** Source records follows **

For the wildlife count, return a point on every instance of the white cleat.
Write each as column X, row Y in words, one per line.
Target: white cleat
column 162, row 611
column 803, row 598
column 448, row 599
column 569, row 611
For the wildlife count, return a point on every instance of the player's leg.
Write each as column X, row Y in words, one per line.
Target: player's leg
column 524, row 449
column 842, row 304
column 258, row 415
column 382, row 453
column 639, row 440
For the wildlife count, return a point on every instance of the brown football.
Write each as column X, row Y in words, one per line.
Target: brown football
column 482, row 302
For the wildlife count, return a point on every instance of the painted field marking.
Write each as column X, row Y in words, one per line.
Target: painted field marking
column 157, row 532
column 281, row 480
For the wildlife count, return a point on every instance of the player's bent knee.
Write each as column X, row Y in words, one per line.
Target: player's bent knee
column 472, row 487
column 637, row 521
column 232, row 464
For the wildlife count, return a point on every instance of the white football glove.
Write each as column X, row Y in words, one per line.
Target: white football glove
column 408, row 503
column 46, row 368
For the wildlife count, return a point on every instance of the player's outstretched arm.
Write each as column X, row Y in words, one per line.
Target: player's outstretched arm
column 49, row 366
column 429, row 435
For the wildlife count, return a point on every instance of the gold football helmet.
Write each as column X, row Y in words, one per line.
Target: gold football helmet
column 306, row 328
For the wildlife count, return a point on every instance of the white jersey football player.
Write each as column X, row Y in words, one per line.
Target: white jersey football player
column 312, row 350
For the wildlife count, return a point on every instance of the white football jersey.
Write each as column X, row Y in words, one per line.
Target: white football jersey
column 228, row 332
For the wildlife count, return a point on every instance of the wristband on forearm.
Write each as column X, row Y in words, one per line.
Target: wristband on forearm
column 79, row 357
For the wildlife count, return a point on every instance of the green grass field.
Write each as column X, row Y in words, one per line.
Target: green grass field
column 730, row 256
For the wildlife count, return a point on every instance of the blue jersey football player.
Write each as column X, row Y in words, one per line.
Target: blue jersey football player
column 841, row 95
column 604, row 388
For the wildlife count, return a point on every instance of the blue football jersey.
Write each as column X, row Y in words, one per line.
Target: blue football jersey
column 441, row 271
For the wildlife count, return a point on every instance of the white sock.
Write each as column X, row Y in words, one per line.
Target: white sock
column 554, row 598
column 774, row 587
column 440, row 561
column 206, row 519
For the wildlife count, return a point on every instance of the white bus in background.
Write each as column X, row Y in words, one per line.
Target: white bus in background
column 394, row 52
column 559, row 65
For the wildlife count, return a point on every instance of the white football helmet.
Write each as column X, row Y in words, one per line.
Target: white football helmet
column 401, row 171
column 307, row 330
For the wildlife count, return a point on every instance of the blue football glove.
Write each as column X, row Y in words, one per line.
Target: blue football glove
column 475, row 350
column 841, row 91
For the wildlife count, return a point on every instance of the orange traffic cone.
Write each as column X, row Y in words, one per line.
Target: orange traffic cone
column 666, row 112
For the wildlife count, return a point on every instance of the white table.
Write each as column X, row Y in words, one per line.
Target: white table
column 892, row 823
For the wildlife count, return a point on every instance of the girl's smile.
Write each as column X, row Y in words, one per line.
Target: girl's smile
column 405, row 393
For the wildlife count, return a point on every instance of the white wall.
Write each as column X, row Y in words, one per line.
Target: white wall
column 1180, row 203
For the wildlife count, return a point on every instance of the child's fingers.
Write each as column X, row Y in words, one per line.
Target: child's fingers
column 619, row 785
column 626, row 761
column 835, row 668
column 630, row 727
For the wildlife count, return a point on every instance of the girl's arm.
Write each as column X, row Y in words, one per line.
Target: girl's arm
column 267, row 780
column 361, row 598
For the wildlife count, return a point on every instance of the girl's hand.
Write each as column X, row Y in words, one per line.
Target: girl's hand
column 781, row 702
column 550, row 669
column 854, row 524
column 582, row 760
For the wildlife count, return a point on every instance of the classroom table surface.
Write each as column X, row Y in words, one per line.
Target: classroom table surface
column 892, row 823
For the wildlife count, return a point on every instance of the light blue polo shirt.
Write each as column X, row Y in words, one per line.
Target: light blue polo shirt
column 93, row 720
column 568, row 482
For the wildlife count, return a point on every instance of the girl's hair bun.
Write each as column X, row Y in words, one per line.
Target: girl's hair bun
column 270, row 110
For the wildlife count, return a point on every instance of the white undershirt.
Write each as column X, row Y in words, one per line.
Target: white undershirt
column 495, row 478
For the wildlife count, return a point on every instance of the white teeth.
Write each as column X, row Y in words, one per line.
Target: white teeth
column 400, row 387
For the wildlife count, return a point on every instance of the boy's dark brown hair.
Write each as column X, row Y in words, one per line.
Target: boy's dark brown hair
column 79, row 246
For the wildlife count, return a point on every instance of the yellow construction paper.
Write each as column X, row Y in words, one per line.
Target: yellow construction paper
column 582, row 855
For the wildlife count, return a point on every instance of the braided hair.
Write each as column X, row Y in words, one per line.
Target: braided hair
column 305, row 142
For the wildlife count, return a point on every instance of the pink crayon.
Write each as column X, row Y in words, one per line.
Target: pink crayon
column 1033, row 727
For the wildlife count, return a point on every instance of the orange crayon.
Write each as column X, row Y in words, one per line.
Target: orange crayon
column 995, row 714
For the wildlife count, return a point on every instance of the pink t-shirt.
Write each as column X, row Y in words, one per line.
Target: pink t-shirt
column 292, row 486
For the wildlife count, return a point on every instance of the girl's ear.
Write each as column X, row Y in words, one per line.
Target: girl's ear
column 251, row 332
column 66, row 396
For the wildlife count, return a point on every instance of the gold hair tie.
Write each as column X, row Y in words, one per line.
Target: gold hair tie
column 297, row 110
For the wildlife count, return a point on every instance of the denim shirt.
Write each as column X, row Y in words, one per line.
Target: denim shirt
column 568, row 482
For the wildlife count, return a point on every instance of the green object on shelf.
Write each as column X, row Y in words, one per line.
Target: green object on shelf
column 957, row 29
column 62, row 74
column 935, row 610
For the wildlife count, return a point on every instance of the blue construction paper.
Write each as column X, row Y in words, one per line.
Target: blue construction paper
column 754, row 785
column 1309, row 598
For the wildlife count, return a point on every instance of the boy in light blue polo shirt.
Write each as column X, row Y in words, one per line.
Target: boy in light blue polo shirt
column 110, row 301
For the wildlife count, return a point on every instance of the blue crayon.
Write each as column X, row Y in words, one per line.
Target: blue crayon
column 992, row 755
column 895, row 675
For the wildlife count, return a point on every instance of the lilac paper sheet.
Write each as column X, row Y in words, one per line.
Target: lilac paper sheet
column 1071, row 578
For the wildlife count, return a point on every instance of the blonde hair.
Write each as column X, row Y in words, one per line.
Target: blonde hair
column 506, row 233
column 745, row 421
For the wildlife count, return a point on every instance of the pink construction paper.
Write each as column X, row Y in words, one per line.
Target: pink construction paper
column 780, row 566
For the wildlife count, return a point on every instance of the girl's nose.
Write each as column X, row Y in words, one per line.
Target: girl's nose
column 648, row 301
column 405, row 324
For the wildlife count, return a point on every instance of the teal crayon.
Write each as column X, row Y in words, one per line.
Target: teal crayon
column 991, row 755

** End of Source records **

-- What is needed --
Each record above should be returned exactly as written.

-- Solution to the exercise --
For the wildlife count, return a point on every instance of the white cleat.
Write each as column X, row Y in words, one per line.
Target: white cleat
column 162, row 611
column 803, row 598
column 448, row 599
column 569, row 611
For the wildlife count, return a point on every instance of the player's leg.
Write each as column X, row Y in words, one per line.
Target: player's leg
column 524, row 449
column 842, row 304
column 258, row 415
column 382, row 453
column 639, row 440
For the wildlife count, return a point on every instance of the brown football.
Write each as column X, row Y in words, one per line.
Target: brown football
column 482, row 302
For the wildlife count, return a point on every instance of the painted field marking.
Write each as column X, row Y in words, one per line.
Target: painted field marking
column 157, row 532
column 281, row 480
For the wildlife count, return a point on every instance of the player's bent knee.
Write each as column X, row Y in words, one per line.
Target: player's bent knee
column 472, row 487
column 637, row 521
column 232, row 464
For the wildlife count, return a point on every instance of the white football glove.
Write each as column X, row Y in words, one per line.
Target: white football glove
column 408, row 503
column 46, row 368
For the wildlife count, return a point on every instance of the player's outstretched arm.
Write each as column X, row Y in words, one per line.
Target: player's outstretched arm
column 49, row 366
column 429, row 435
For the wildlife count, return a point on every instance of the gold football helmet.
Write each as column X, row Y in words, one per line.
Target: gold football helmet
column 306, row 328
For the wildlife count, return a point on every instance of the white jersey football player.
Write each as column X, row Y in words, one per line.
Target: white jersey football player
column 312, row 350
For the wildlife count, return a point on every instance of the white football jersey.
Write each as column X, row Y in words, one per line.
Target: white football jersey
column 228, row 332
For the wildlife count, return a point on every instance of the wristband on forearm.
Write each as column X, row Y in words, one per line.
Target: wristband on forearm
column 79, row 357
For the wildlife count, return a point on every instance of the green grass field.
Write each as column X, row Y in words, one per line.
Target: green grass field
column 730, row 256
For the wildlife count, return a point on every instance of the blue jersey football player.
Write each as column X, row Y in words, one per line.
Target: blue jersey football player
column 841, row 95
column 604, row 388
For the wildlife count, return a point on every instance of the blue football jersey.
Write each as column X, row Y in words, one per line.
Target: blue football jersey
column 441, row 271
For the wildlife count, return a point on every instance of the white sock.
Write each as column X, row Y in words, one per line.
Target: white sock
column 554, row 598
column 774, row 587
column 440, row 561
column 206, row 519
For the wildlife count, return a point on every instance of the white bus in background.
Write each as column X, row Y in words, one per line.
Target: white bus in background
column 394, row 52
column 559, row 65
For the wildlife count, return a point on every instance of the white football helmet.
Write each as column X, row Y in words, one per line.
Target: white football helmet
column 401, row 171
column 307, row 330
For the wildlife count, return a point on every instance of the blue football glove.
Write each as column X, row Y in words, one per line.
Target: blue football glove
column 475, row 350
column 841, row 91
For the wildlife count, return a point on every instance of the orange traffic cone.
Write each as column X, row Y in words, one per line.
Target: orange traffic cone
column 666, row 112
For the wildlife count, return a point on every instance of the white table.
Write each as column X, row Y in words, one per line.
Target: white table
column 892, row 823
For the wildlife count, return a point on every instance of the girl's smile.
Write each as column X, row Y in words, one per line.
Target: girl's smile
column 405, row 393
For the wildlife count, return a point on every instance of the white wall.
Write each as column X, row Y in words, one per line.
Target: white wall
column 1180, row 203
For the wildlife count, return a point on every instance of the child's fingers.
Write each as column X, row Y in words, one per line.
Target: child's fingers
column 619, row 785
column 626, row 761
column 835, row 668
column 630, row 727
For the wildlife count, return a point on every instance of the girl's arm.
Write each as column X, row Y in words, one per line.
Target: girl's arm
column 267, row 780
column 361, row 598
For the wildlife count, return a point on every instance of the girl's hand.
Write each as column X, row Y in words, one per line.
Target: girl's hand
column 781, row 702
column 550, row 669
column 854, row 524
column 582, row 760
For the wildlife count, return a point on every instance of the classroom table surface.
Write each as column X, row Y in words, one per line.
Target: classroom table surface
column 892, row 823
For the wildlife count, return a point on every instance of the light blue polo shirt.
Write each as column X, row Y in words, one per line.
Target: light blue polo shirt
column 93, row 720
column 568, row 482
For the wildlife count, return a point on every instance of the girl's hair bun.
Write each as column X, row Y in words, one per line.
Target: girl's hair bun
column 270, row 110
For the wildlife count, return a point on every instance of the white undershirt.
Write each as column X, row Y in words, one per line.
Target: white undershirt
column 495, row 478
For the wildlife count, return a point on every instance of the white teeth.
Write each as column X, row Y in words, one per line.
Target: white teeth
column 400, row 387
For the wildlife count, return a point on every instance of the boy's dark brown hair.
Write each as column X, row Y in words, one per line.
Target: boy's dark brown hair
column 79, row 246
For the wildlife count, return a point on every instance of the yellow construction paper.
Write each as column X, row Y in words, one per line.
Target: yellow construction paper
column 582, row 855
For the wildlife count, return a point on every instance of the braided hair.
Write each as column X, row Y in words, one per line.
Target: braided hair
column 305, row 142
For the wildlife count, return a point on every instance of the pink crayon.
Write each as column X, row Y in words, one per line.
Target: pink crayon
column 1033, row 727
For the wildlife count, return a point on every instance of the orange crayon.
Write each as column X, row Y in words, one per line.
Target: orange crayon
column 995, row 714
For the wildlife count, return a point on every instance of the pink t-shirt.
Write each as column X, row Y in words, one per line.
Target: pink t-shirt
column 292, row 486
For the wildlife count, return a point on every instance of the girl's ear.
Write each as column X, row Y in words, one per line.
Target: girl's ear
column 251, row 332
column 66, row 396
For the wildlife count, return a point on every instance of the gold hair tie.
Write each as column X, row Y in words, one per line.
Target: gold hair tie
column 297, row 110
For the wildlife count, return a point on every instance of the denim shirt.
Write each as column X, row Y in words, one per line.
Target: denim shirt
column 568, row 482
For the wildlife count, return a point on every instance of the green object on shelf.
Write each as column X, row Y in words, one per line.
Target: green object on shelf
column 957, row 29
column 62, row 74
column 935, row 610
For the wildlife count, return a point on every instance of the blue construction paper.
Write each as column X, row Y in words, one per line.
Target: blue construction paper
column 754, row 785
column 1309, row 598
For the wildlife count, return a point on every instance of the boy in light blue polo shirt.
Write each as column X, row Y in words, one per line.
Target: boy in light blue polo shirt
column 110, row 301
For the wildlife count, return a point on every instance of the blue crayon.
Write each as column X, row Y in words, one per line.
Target: blue crayon
column 992, row 755
column 895, row 675
For the wildlife count, return a point on every instance of the lilac paper sheet.
Write each as column X, row Y in words, one per line.
Target: lilac paper sheet
column 1071, row 578
For the wildlife count, return a point on every instance of the blonde hair.
Write each as column X, row Y in words, one per line.
Target: blonde hair
column 506, row 233
column 745, row 421
For the wildlife count, return a point on every instance of the pink construction paper.
Write each as column X, row Y in words, one per line.
Target: pink construction paper
column 780, row 566
For the wildlife count, return a point on every instance of the girl's nose.
Write each as column X, row Y in words, one per line.
Target: girl's nose
column 648, row 301
column 405, row 324
For the wildlife count, return a point on every instance of the teal crayon.
Write each as column X, row Y in words, one per line.
Target: teal crayon
column 991, row 755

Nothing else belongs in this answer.